***** ENTRIES SUPPLIED *****

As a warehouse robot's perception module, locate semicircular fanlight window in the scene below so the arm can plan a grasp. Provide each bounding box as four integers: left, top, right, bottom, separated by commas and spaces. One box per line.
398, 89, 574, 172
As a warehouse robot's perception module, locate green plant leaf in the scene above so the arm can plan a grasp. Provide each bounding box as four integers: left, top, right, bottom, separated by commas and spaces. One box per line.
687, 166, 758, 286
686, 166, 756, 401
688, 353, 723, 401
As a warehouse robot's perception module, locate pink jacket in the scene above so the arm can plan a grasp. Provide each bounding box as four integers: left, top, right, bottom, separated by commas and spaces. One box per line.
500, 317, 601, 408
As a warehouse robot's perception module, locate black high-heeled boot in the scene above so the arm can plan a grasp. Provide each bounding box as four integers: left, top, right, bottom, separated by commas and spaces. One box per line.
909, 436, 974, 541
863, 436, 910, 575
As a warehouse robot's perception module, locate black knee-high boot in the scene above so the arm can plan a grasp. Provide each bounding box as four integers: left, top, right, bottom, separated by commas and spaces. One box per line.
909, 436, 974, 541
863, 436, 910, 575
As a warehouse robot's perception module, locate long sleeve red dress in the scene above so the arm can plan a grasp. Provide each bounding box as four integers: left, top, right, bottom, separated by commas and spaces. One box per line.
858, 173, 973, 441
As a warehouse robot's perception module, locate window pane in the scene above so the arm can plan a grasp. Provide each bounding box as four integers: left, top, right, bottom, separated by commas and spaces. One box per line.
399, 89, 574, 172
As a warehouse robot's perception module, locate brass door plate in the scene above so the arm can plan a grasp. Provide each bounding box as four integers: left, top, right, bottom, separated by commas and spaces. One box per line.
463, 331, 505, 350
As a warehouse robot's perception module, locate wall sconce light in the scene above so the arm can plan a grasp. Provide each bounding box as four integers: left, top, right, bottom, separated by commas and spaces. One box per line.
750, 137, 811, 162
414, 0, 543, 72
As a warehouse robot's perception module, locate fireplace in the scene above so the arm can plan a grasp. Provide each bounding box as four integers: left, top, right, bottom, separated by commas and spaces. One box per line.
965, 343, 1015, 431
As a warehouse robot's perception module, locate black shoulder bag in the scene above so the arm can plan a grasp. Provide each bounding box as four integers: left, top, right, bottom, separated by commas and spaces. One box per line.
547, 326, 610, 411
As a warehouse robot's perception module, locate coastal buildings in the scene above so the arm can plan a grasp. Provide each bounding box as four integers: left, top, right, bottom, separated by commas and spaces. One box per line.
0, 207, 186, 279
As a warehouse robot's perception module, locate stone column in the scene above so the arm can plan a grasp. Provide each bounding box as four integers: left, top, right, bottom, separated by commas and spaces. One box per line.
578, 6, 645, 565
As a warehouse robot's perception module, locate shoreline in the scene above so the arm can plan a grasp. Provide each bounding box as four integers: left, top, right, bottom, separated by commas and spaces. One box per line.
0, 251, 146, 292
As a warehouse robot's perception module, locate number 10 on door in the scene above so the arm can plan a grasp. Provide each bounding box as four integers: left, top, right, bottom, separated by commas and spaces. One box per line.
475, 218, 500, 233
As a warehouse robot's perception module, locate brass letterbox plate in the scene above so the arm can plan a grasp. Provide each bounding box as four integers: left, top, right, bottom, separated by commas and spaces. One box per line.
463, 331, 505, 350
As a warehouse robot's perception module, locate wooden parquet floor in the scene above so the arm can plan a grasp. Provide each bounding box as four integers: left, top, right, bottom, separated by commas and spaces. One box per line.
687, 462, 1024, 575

*****

* **WORK TO COMPLETE**
What is needed here is every record above, repeated exactly.

* **SOLUTION FOR THIS TASK**
As a warehouse robot's perception module, locate semicircular fanlight window in the scene below so the arm can plan a grasp. Provide each bounding box as four integers: left, top, right, bottom, separated by commas and spaces. One box per line.
398, 89, 574, 172
As a warehouse robot's perception module, locate green plant leaf in the scene above so the arm can plan a grasp. Provide each bounding box as four integers: left, top, right, bottom, separated by commas and spaces. One box per line.
687, 166, 758, 286
686, 166, 756, 401
688, 353, 723, 401
As a warehouse robot's perception module, locate pink jacket in the scene above so the arm can plan a grasp. Provide each bounding box as four integers: left, top, right, bottom, separated by commas and spaces. One box per line.
500, 317, 601, 408
As a warehouse robot's perception module, locate black high-heeled boot in the scene above so the arm can plan a grasp. Provide each bounding box as four integers: left, top, right, bottom, separated by commas and spaces. One box per line.
909, 436, 974, 541
863, 436, 910, 575
As a warehouse robot's perception module, locate black knee-high boot in the scene above so the arm can plan a grasp. Provide each bounding box as four integers: left, top, right, bottom, separated by commas and spaces. One box per line.
909, 436, 974, 541
863, 436, 910, 575
As a warehouse robot's perception module, locate long sleeve red dress in the scene above so the arm can plan a grasp. Provide each bounding box as four integers: left, top, right, bottom, separated by commas and spaces. One box per line.
858, 173, 973, 441
As a warehouse robot's perception module, locate window pane in the scene above so the arm can plan a grasp. Provide each bounding box as four integers: left, top, right, bottom, separated by commas and spaces. One box per line.
399, 89, 574, 172
As a warehouse robot's perception module, locate brass door plate in the scene above so the arm can plan a grasp. Provide each bounding box as four integers: left, top, right, bottom, separated by commas and spaces. One box per line.
463, 331, 505, 350
As a warehouse robot's perception module, locate wall sconce light in the scene above so the arm can plan a grasp. Provide each bounding box as four integers: left, top, right, bottom, separated by commas and spaces. One box per line.
750, 137, 811, 162
414, 0, 543, 72
As a warehouse robot's perception module, locate fireplace in the scene above so the arm can plan a grasp. Provide each bounding box as four integers: left, top, right, bottom, separated by commas and spaces. One box per line.
965, 343, 1015, 431
As a warehouse robot's perception module, locate black shoulder bag in the scene above so the arm can plan a grasp. Provide each bounding box as four integers: left, top, right, bottom, separated by commas and spaces. One box per line.
547, 326, 610, 411
As a warehouse robot's perception module, locate coastal buildings in the scene above so the arm can plan a grasp. Provide each bounding box as four integers: left, top, right, bottom, separated by commas and spaces. One box per line.
0, 207, 186, 279
As a warehouse robot's perception module, locate stone column in the scene above so the arm can plan a grasp. Provide each bounding box as four integers: left, top, right, bottom, separated by commas and spaces. One box per line.
578, 6, 645, 565
As a warehouse robot's perception module, locate shoreline in the scene above so the arm can plan a grasp. Provide each bounding box as four integers: left, top, right, bottom, separated by commas and spaces. One box per line.
0, 251, 146, 292
As a warehouse robot's perception module, locate number 10 on door in the scene above so the arm can plan a grasp. Provide each bounding box as four integers: left, top, right, bottom, separated by commas and spaces. One box per line.
475, 218, 500, 233
As a warehouse robot's perception module, locate brass letterbox plate in the scene above so the arm can plan a grasp. Provide each bounding box as four integers: left, top, right, bottom, separated by commas and spaces. One box per line.
463, 331, 505, 350
As a warehouse robot's perception module, locate wooden parquet floor in the scene above so the arm can plan a grasp. Provide each bounding box as four integers: left, top, right, bottom, separated by commas and spaces. One box per line.
687, 462, 1024, 575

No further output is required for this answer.